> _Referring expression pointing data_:
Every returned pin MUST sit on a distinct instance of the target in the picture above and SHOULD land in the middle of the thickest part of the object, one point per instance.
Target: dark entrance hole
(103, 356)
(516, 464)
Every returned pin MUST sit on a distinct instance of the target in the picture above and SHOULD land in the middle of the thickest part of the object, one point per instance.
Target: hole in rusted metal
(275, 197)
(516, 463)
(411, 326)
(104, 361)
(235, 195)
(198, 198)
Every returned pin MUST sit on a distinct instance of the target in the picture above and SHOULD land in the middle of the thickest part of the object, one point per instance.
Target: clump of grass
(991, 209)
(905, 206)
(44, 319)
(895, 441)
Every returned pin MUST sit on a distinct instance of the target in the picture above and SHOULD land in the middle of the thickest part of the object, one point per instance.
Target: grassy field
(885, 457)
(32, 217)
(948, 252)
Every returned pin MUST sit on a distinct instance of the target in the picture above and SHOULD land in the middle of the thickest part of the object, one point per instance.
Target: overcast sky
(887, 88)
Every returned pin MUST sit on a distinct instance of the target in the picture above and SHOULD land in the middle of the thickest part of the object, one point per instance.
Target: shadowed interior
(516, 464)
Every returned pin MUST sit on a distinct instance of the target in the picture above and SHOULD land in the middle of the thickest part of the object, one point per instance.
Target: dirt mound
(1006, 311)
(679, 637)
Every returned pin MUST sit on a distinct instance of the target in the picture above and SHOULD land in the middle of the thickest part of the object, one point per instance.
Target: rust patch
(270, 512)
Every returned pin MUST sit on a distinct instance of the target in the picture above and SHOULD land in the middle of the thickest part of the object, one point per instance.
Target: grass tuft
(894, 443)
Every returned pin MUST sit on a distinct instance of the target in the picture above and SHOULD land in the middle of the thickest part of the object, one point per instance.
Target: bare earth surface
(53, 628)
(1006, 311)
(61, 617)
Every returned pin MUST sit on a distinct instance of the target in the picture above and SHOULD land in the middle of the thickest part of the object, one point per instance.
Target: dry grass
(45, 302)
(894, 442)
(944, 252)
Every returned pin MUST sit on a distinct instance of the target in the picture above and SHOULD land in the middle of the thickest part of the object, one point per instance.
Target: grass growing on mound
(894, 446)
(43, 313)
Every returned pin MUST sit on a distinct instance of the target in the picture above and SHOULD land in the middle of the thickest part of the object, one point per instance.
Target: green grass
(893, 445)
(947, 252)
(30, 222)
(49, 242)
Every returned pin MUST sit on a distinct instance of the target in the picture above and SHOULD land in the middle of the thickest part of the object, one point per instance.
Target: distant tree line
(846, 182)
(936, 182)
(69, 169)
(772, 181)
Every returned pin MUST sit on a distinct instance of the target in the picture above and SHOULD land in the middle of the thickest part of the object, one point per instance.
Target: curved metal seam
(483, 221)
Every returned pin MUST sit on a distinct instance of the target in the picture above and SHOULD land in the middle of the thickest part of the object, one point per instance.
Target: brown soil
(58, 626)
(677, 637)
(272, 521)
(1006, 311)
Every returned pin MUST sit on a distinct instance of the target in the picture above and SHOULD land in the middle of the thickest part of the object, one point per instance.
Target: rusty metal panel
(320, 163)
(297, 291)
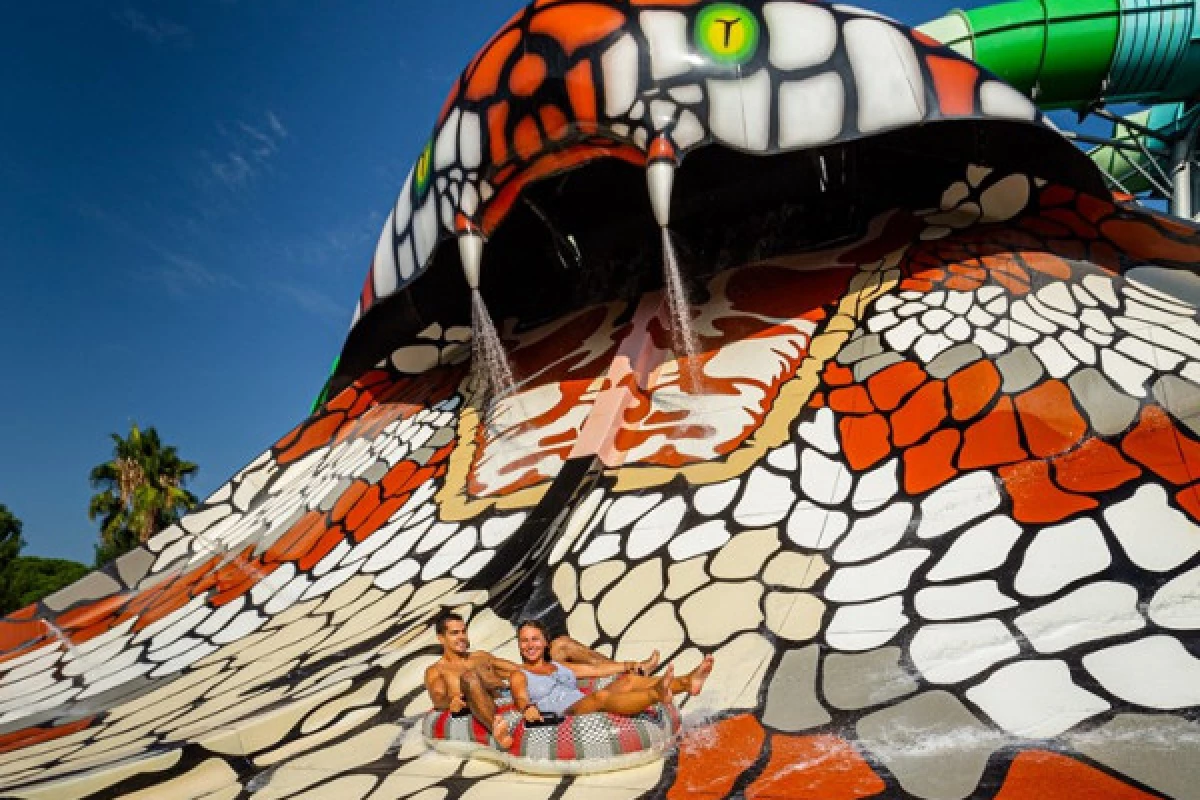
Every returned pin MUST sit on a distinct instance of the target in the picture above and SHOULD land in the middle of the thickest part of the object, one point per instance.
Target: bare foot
(648, 666)
(501, 733)
(665, 686)
(699, 675)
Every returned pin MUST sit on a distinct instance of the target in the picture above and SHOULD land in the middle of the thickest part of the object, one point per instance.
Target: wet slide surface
(935, 512)
(928, 494)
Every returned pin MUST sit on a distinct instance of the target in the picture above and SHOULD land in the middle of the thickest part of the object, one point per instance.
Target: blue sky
(192, 192)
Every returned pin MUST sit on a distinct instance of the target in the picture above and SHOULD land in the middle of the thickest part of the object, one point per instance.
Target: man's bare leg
(567, 650)
(479, 698)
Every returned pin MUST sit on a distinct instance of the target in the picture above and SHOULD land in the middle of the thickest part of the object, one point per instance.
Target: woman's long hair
(545, 635)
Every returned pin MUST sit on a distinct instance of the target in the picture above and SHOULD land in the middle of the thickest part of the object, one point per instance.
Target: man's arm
(444, 699)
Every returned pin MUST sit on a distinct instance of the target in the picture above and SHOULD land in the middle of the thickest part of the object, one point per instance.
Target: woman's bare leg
(567, 650)
(629, 702)
(690, 684)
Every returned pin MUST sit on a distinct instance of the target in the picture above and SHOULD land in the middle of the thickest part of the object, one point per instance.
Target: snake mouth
(588, 236)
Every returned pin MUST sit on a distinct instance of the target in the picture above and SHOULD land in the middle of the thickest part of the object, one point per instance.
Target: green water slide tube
(1079, 53)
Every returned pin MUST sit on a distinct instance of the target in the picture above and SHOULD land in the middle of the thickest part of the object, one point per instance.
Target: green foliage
(24, 578)
(34, 578)
(141, 492)
(10, 549)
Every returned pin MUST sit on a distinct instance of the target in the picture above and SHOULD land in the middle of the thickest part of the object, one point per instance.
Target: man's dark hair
(445, 618)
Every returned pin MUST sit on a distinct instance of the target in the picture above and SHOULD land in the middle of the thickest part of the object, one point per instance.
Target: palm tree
(142, 491)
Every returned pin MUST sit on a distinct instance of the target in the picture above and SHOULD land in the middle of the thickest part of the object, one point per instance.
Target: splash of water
(683, 336)
(489, 360)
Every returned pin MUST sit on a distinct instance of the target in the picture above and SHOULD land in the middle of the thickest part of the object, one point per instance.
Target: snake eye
(424, 170)
(727, 34)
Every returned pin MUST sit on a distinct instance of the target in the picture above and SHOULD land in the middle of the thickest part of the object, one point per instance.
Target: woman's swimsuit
(556, 692)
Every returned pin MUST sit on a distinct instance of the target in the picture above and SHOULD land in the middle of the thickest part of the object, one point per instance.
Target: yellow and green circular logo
(727, 32)
(424, 169)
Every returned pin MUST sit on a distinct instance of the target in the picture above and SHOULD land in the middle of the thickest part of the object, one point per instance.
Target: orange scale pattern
(1051, 463)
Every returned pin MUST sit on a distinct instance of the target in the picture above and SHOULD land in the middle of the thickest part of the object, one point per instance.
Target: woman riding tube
(545, 686)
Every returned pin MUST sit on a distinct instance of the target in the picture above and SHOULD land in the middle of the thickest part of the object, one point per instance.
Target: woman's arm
(520, 686)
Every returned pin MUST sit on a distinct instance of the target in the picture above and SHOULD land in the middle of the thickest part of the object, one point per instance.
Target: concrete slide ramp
(924, 479)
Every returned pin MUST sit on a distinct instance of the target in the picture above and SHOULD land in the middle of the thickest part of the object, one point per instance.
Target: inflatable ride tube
(575, 745)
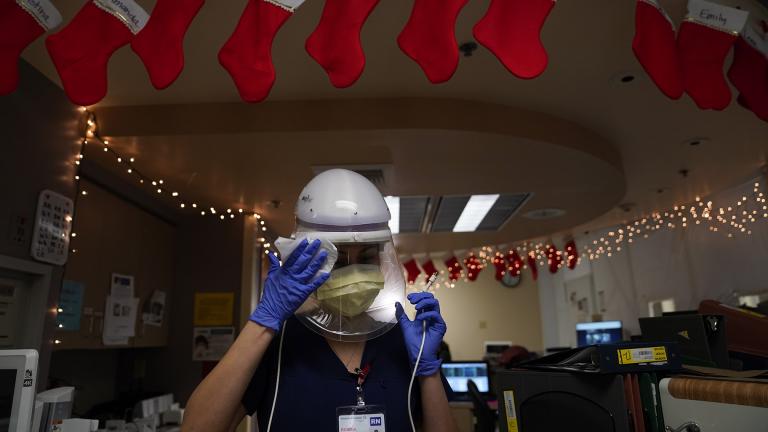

> _Work to be completed_:
Would you return the records exactly as written, minus any image?

> _Response for this exercise_:
Every returned pin MUST sit on a distinct instance of the target in the picture above and SHOULD land in the middle of the thickest part of the object, one point per instance.
Target: dark entrance hole
(103, 356)
(516, 464)
Every returned pin MUST sit on a distinct instance of the target in the picture above and SHOULD land in the middle of the thickest part of the object, one point per instance.
Target: hole in rusted metal
(275, 197)
(516, 463)
(411, 326)
(104, 361)
(235, 195)
(198, 198)
Every returned pin MUST sit on a distinct instance of the target in the picture above and SHOULD land in the middle of the thickest part of the object, one point per instance.
Target: clump of grass
(991, 209)
(905, 206)
(44, 319)
(895, 441)
Every returned pin MUST sit on a distinct instance of the target in the picture above and SHOULD land in the middle of the thickest part of the object, one point per instance.
Target: grassy field
(885, 457)
(32, 217)
(948, 252)
Every returned pin MUST sit on a distinct instance of the target in the picture above and SHOULD land in the middle of the thickest part of the object, one point per instance.
Target: overcast sky
(887, 88)
Every returned pin MUST sit on a distinct instance of the target in the picture above and SHOULD land in the middle of the thickest part of the object, one point per instance.
Target: shadowed interior
(516, 464)
Every returned pin MUST sit on a distinct instance of the target in the picture above and SHOULD land in the middle of the thickest part of the object, one point per instance.
Target: dirt mound
(1006, 311)
(679, 637)
Every returned pin MUST sit on a distinct instance of the target in the picture above and SHOULD land in the middle of the thickest part of the object, one point per instance.
Target: rust patch
(270, 512)
Every returned pin MUST sit on a distinct instance of the target in the picture above and SHOULD land in the middle of the thickest part of the object, one point per instance.
Target: grass tuft
(894, 443)
Every returned pin MUST sit on a distinct instance of the target in the picture above and SHOULD land in the middle of the thickest part of the object, one point per instance.
Target: bare earth surface
(53, 628)
(1006, 311)
(61, 617)
Every returned pin MUST sit on a distinct instance of the target in the picture above and SHOULD land in the middle of the thickest part of the object, one point per instance.
Target: dry grass
(45, 302)
(894, 442)
(944, 252)
Every returned pin MUST sit on a distinct instance of the target in the picture above and SHOULD land in the middle of the thickest part of the object, one point per instance.
Target: grass growing on mound
(894, 446)
(43, 313)
Every returned pin MUST sit on a distinct instance of the target in the picture above and SHOULD land in the middle of the thickest part of the object, one point per instance.
Target: green grass
(893, 445)
(947, 252)
(30, 222)
(49, 242)
Every returned pin MUST sit on a distinct instance of the target in the picture above and SHOULD land in the middle of the thickest part of the object, one point per instance.
Target: distant tree line
(846, 182)
(936, 182)
(69, 169)
(772, 181)
Every returned pin MUST sit on a distinct instance of the target in the picture above and SHOULD land in the middle of the thickest part of the object, one point per instance.
Target: curved metal seam
(483, 221)
Every returned pin MUST sit on a distinct instance of the target in the picture above and SHOULD land in the middle of the thickest part of the object, one point per instance.
Target: brown soil
(58, 626)
(677, 637)
(272, 521)
(1006, 311)
Every returned pin MUST sit on a distinct instance of the target in the picture above and SHOULD land in the middle of the thickest part of the object, one point per instance.
Target: rusty metal panel
(320, 163)
(297, 291)
Every returned pin MUST sit on a distinct instance of the target in the picture above and SHOULD land in the middle of the thickest part of the object, one point per instance.
Target: bare foot
(648, 666)
(501, 733)
(665, 686)
(699, 675)
Every returned pin MUST sit on a distinct instance of the target in the picture above and SHOULD land in the middle of the thickest part of the object, one point per instance.
Target: wet slide surface
(935, 512)
(928, 494)
Every returned pin MUST sit on a distinct instance of the target in the picture above and SHOULD land in the middle of the thickest part of the object, one point per instance.
Target: blue sky
(192, 192)
Every returned pin MUST sit on a distinct instance of the target in the picture above and SHOULD land in the middle of the thickest part of the object, one point per instance.
Target: man's bare leg
(567, 650)
(479, 698)
Every returned pin MUST sit on a distinct instance of the target in the picture above and SHOULD land in the middle of the thickest part of the object, one point per instance.
Target: woman's long hair
(545, 635)
Every returned pin MUST sit on a distinct instance of the target in the picture above and SHOULD land in the middle of the thickest part of the object, one point per instance.
Target: man's arm
(444, 699)
Every returned pin MUST sit on a distinct instance of the target in the picture above and SHOULD land in the middle of the thickest part of the object, one point per instance.
Target: woman's bare leg
(567, 650)
(629, 702)
(690, 684)
Every returned pin MUST sit on a distinct instance of the target in the picture above and SHOULD land in the middle of the thickest part of the object, one point per instance.
Target: snake mouth
(588, 236)
Every returned pin MUST sit on a distinct instance of the target in the picture above and SHOULD land in the middle of the thickest part of the object, one point per instance.
Target: green water slide tube
(1079, 53)
Every returned pin MUST sit on a distinct instance of the target in the picture above and SHOULD land in the middle of the thickest part of the object, one point per instance.
Target: green foliage
(24, 578)
(34, 578)
(141, 492)
(10, 549)
Every returned pin MUST sit on a distinct instance of the target in the picture above and SHOULD land in the middle of the thickest part of the object, one point per instance.
Target: man's dark hair
(445, 618)
Every returned pin MUST sit on a distinct instance of the target in the picture above and SHOULD land in the middle of the thickest part of the object, one point per instance.
Target: palm tree
(142, 491)
Every returned pin MUST sit on a distinct instance of the target in the picture above and SHOULD land in the middle of the thickest part of the object, one point per instance.
Target: splash of water
(683, 336)
(489, 360)
Every returned pin MUST sit on a distinct instance of the target in the picture above and SHOULD land in the middle of the thickest part of the object, one point per instance.
Target: snake eye
(424, 170)
(727, 34)
Every returned pin MUST sit on a distinct instance of the target in the picture above and SHOULD land in the middle of the thickest part of the object, one point per instance.
Target: woman's swimsuit
(556, 692)
Every returned pin MUST sit on a distinct instance of the target in the picture above and SHOULD land in the middle of the thickest part of the object, one point per instance.
Target: yellow and green circular logo
(727, 32)
(424, 169)
Every returned pin MUST sit on a distinct instance of the target in the picture above and SHOULD land in the middle of the thickest part of the object, one point per instance.
Target: orange scale pattern
(1051, 463)
Every returned pin MUST sit on a distinct instance of the target in the picture above and SHOULD land in the middle of the thickest part of the object, one point per instance.
Target: woman riding tube
(545, 686)
Every returned pin MUST sit on a distinct instance of the target in the picture above and SHOULD land in the middle of the thickest part of the object, one point per instance.
Target: woman's arm
(520, 686)
Every returned pin MUST sit on a distinct instance of the target in the picture above and SHOULD land in the middle of the thickest part of the object, one point per instance.
Target: concrete slide ramp
(924, 479)
Every returned pin MUST sit on a distinct instance of the target in the picture above and SHOULD land in the middle of the thickest part of the object, one point per instance.
Target: inflatable ride tube
(575, 745)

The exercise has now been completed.